| WHAT YOU NEED TO DO |
Write out all of the records, keeping each one exactly as written.

Natural language region descriptions:
--------------------------------
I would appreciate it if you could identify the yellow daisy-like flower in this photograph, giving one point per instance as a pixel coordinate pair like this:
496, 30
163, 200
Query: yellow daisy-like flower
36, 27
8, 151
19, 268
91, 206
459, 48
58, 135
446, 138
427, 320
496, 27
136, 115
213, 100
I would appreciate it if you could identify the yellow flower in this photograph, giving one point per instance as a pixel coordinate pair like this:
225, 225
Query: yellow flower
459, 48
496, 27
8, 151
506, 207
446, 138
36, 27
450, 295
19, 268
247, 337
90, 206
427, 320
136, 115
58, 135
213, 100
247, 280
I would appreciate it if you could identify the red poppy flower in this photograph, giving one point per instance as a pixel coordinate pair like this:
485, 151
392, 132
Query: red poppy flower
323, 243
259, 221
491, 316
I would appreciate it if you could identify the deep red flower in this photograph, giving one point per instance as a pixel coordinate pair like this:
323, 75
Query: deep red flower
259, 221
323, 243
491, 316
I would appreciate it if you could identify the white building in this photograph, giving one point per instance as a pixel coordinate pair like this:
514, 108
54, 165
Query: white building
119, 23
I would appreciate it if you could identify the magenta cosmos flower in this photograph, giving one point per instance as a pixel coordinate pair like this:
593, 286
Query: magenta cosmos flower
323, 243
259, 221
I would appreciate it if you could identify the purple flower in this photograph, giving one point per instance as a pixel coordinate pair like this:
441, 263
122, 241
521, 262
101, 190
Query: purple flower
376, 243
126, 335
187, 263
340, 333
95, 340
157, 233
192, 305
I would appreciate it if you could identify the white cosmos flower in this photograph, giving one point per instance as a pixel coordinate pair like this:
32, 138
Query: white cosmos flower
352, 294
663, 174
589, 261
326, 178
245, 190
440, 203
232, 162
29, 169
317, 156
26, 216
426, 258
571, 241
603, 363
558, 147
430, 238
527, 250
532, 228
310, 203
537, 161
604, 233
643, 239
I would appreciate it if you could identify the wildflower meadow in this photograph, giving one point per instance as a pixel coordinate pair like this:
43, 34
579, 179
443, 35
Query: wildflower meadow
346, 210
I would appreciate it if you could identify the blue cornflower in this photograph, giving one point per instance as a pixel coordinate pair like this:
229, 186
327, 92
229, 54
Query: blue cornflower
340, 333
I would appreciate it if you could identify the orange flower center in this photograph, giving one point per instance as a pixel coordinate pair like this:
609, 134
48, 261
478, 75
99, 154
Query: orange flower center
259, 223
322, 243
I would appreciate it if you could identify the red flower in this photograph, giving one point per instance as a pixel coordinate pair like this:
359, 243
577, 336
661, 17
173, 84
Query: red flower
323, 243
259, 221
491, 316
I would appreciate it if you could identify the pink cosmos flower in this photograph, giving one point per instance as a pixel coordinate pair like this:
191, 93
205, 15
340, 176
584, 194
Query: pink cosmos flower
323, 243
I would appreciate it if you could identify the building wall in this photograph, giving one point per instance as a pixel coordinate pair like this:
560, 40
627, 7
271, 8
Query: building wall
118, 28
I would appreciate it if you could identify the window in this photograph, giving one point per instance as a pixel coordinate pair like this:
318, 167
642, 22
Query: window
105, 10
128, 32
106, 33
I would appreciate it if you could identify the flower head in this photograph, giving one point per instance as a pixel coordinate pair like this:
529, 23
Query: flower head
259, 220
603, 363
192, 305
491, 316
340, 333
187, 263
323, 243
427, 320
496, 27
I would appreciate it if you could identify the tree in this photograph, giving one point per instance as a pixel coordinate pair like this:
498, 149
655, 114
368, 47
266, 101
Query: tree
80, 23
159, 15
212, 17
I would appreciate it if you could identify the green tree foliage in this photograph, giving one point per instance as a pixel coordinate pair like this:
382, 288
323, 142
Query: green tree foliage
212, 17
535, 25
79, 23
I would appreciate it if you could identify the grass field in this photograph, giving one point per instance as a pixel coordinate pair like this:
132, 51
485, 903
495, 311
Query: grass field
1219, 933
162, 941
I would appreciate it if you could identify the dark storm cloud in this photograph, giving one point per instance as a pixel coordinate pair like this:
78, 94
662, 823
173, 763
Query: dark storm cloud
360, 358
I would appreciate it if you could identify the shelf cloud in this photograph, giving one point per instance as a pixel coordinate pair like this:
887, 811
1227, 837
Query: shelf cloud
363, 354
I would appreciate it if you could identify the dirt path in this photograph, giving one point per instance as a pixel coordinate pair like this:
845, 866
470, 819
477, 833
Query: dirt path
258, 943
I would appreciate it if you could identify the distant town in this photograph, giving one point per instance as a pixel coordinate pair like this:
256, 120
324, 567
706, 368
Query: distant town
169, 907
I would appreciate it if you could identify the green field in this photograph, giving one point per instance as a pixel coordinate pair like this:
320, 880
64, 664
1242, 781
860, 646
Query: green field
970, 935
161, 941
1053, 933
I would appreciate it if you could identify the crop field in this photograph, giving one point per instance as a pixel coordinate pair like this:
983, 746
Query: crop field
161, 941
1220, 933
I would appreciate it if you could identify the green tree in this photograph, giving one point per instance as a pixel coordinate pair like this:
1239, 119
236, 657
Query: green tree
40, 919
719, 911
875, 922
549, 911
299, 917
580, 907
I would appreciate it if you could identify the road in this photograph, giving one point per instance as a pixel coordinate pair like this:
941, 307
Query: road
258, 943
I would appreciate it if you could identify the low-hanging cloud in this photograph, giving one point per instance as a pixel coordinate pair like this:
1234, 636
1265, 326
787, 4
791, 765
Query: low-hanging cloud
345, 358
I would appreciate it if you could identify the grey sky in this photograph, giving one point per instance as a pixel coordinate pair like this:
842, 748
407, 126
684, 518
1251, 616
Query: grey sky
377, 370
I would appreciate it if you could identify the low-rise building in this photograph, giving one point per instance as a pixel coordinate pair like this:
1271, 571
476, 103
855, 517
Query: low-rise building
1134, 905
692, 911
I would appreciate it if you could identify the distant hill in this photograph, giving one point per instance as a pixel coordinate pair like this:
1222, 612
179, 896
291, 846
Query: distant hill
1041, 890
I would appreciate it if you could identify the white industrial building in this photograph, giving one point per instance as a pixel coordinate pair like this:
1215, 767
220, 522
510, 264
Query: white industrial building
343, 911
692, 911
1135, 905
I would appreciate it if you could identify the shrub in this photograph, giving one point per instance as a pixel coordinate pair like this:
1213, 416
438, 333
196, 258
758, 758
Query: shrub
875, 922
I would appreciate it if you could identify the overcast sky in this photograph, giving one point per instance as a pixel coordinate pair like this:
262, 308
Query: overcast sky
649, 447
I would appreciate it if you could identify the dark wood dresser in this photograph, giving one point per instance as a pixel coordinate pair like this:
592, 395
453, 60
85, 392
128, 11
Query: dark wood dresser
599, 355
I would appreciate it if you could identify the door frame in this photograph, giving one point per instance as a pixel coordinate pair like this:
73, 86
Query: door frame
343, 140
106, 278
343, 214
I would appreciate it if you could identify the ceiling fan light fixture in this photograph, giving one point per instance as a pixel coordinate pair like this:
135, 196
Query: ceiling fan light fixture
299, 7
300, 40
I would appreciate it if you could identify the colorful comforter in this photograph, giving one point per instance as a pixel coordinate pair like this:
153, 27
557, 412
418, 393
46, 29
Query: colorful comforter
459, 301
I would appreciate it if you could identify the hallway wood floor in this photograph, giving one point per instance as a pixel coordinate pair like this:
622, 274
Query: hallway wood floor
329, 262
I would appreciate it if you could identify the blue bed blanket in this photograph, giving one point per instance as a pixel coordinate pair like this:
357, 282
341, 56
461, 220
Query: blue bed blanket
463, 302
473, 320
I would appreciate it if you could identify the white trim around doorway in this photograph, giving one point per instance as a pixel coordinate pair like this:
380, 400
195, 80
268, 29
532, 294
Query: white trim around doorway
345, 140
--------------------------------
| ANSWER BELOW |
I would appreciate it if you could identify the yellow daisy-like flower in this photograph, giving one point per instance as a pixel coordinate pair like this:
496, 30
163, 200
Query: yellow daisy-like flower
36, 27
8, 151
19, 268
91, 206
459, 48
58, 135
446, 138
427, 320
496, 27
136, 115
213, 100
I would appreciate it if you could identify the yellow flower in this photograph, giving one point per instance as a pixel coordinate pair like this:
225, 225
Query: yellow flower
459, 48
496, 27
8, 151
506, 207
446, 138
36, 27
450, 295
19, 268
247, 337
90, 206
427, 320
136, 115
58, 135
213, 100
247, 280
I would appreciate it if you could identify the red poppy flower in this photograph, giving one point per instance as a pixel coordinate pair like this:
485, 151
392, 132
Query: red poppy flower
323, 243
259, 221
491, 316
I would appreciate it if you could identify the deep red flower in this photograph, giving one point per instance as a pixel coordinate pair like this:
323, 75
Query: deep red flower
259, 221
323, 243
491, 316
I would appreciate it if you could identify the white building in this photograph, giving one point per instance as a pixel coordinate pair like this:
514, 108
54, 165
Query: white building
119, 23
I would appreciate it if you could identify the magenta cosmos flower in this photograph, giving one point per instance as a pixel coordinate pair like this:
593, 286
Query: magenta cosmos flower
323, 243
259, 221
I would appreciate it if you could identify the purple flower in this photograph, giving one point per instance as a pixel coordinate pair like this:
441, 263
122, 241
521, 262
101, 190
Query: purple flower
376, 243
126, 335
187, 263
340, 333
95, 340
157, 233
192, 305
I would appreciate it if you could identify the white cosmos flower in this photograph, giving one point per instance as a pixel coordinate pair like this:
32, 138
Query: white cosmos flower
352, 294
663, 174
589, 261
326, 178
245, 190
440, 203
232, 162
29, 169
317, 156
26, 216
426, 258
571, 241
603, 363
558, 147
430, 238
527, 250
532, 228
310, 203
537, 161
604, 233
643, 239
I would appreciate it if you could identify the wildflower meadow in this photograph, giving one point per instance as a pixel coordinate pair like this:
43, 34
579, 179
443, 35
Query: wildflower meadow
346, 210
I would appreciate it if you could identify the blue cornflower in this photograph, giving one point per instance as a pixel coordinate pair like this:
229, 186
327, 92
229, 54
Query: blue cornflower
340, 333
I would appreciate it if you could identify the orange flower center in this photograph, giving one point per instance as a pixel coordinate pair like this:
609, 134
48, 261
478, 75
99, 154
Query: orange flower center
259, 223
322, 243
I would appreciate it if you could identify the red flower in this photograph, giving one point per instance as a pixel coordinate pair like this:
359, 243
577, 336
661, 17
173, 84
Query: red flower
323, 243
259, 221
491, 316
I would appreciate it if you could identify the pink cosmos flower in this photograph, giving one point per instance as a pixel coordinate pair like this:
191, 93
205, 15
340, 176
584, 194
Query: pink cosmos flower
323, 243
I would appreciate it if you could identify the building wall in this photograph, giving one point per instance as a pixel coordinate pair like this:
560, 40
627, 7
271, 8
Query: building wall
118, 28
I would appreciate it if you could identify the window in this photograph, giving one point per instance as a pixel coordinate pair like this:
318, 167
642, 22
Query: window
105, 10
128, 32
106, 33
I would appreciate it if you could identify the flower head in this photograph, giving one point per instance as a pixel coordinate pair like this:
529, 23
Query: flower head
259, 220
603, 363
192, 305
491, 316
340, 333
187, 263
323, 243
427, 320
496, 27
I would appreciate it if you could identify the tree in this photograph, giving one point per instance as a pixel coordinate pair like this:
498, 149
655, 114
368, 47
266, 101
Query: tree
80, 23
159, 15
212, 17
I would appreciate it if you could identify the green tree foliage in this photograph, giving one point per instance as a pixel coordinate pair like this:
382, 288
323, 142
Query: green tree foliage
212, 17
535, 25
79, 23
I would appreciate it if you could identify the grass field in this photograph, giving one point per instance as a pixel coordinate pair like this:
132, 51
485, 903
495, 311
Query: grass field
1219, 933
162, 941
I would appreciate it if you could identify the dark storm cloud in this photograph, giving one point per instance as a pixel coordinate pair like this:
78, 94
662, 823
173, 763
Query: dark storm cloud
360, 358
I would appreciate it if you could identify the shelf cloud in this photograph, giving one point per instance as a pixel coordinate pair like this:
887, 811
1227, 837
Query: shelf cloud
363, 354
I would appreciate it if you could identify the dirt path in this photograph, giving one point per instance as a pixel coordinate pair like this:
845, 866
470, 819
477, 833
Query: dirt path
258, 943
I would appreciate it if you could identify the distant town in this photograph, giving one point per instance as a pixel coordinate pair like this:
256, 120
324, 567
706, 368
Query: distant town
169, 907
I would appreciate it if you could identify the green field in this photograph, giving one point per instance as a pixel coordinate pair like this:
320, 880
64, 664
1242, 781
860, 646
Query: green field
970, 935
161, 941
1053, 933
I would appreciate it if you could identify the crop field in this photograph, giving one point per instance as a pixel coordinate pair like this:
983, 746
Query: crop field
161, 941
1220, 933
I would appreciate it if you could identify the green tree in this photograph, giving one point per instance as a pixel coordinate pair like this:
1239, 119
236, 657
Query: green tree
40, 919
719, 911
875, 922
549, 911
299, 917
580, 907
I would appreciate it if you could identify the road in this photograph, giving one point per instance as a pixel coordinate pair like this:
941, 307
Query: road
258, 943
I would appreciate it if you could identify the low-hanging cloud in this photograph, giving one point per instance as a pixel coordinate pair like this:
1234, 636
1265, 326
787, 4
791, 765
Query: low-hanging cloud
345, 358
I would appreciate it if you could identify the grey sky in this photograph, giving one point per instance as a pixel coordinate pair like this:
842, 748
407, 126
684, 518
1251, 616
Query: grey sky
377, 370
I would appreciate it if you could identify the low-rise building in this photograph, giving one point per instance as a pixel coordinate pair like this:
1271, 571
476, 103
855, 517
Query: low-rise building
1134, 905
692, 911
I would appreciate it if you could identify the distant hill in this photograph, giving one point per instance as a pixel coordinate pair like this:
1222, 612
179, 896
291, 846
Query: distant hill
1041, 890
I would appreciate it if you could identify the white industrial building in this photograph, giving one point per instance as a pixel coordinate pair like this:
1215, 767
220, 522
510, 264
Query: white industrial building
343, 911
692, 911
1135, 905
I would appreciate it if you could identify the shrub in this photograph, giving one point per instance as a pixel coordinate pair like this:
1213, 416
438, 333
196, 258
758, 758
Query: shrub
875, 922
I would appreciate it if you could identify the overcast sky in this photograph, giving one point per instance as a pixel coordinate pair like this:
262, 308
Query: overcast sky
649, 447
I would appreciate it if you could identify the dark wood dresser in this photograph, giving one point per instance as a pixel coordinate pair like this:
592, 395
453, 60
85, 392
128, 11
Query: dark wood dresser
599, 355
I would appreciate it if you could identify the door frame in this photograph, giving one point per instance as a pixel coordinate pair like this:
73, 86
Query: door frame
343, 140
106, 278
343, 214
I would appreciate it if you could identify the ceiling fan light fixture in this photograph, giving one point per instance as a pixel coordinate pair like this:
135, 196
Query: ceiling fan light fixture
299, 7
300, 40
I would appreciate it if you could identify the colorful comforter in this photograph, giving one point per instance as a pixel coordinate pair like this:
153, 27
557, 412
418, 393
46, 29
Query: colorful comforter
459, 301
I would appreciate it if you could identify the hallway wood floor in this photograph, giving one point per instance as a pixel coordinate pair like this:
622, 274
Query: hallway wood floor
329, 262
I would appreciate it if you could identify the blue bed blanket in this photograph, giving one point per instance as a pixel coordinate pair like this:
357, 282
341, 56
461, 220
Query: blue bed blanket
463, 302
473, 320
I would appreciate it if you could identify the white trim around doorway in this photograph, giving one point per instance as a pixel coordinate pair like this:
380, 400
195, 80
268, 29
532, 294
Query: white trim around doorway
345, 140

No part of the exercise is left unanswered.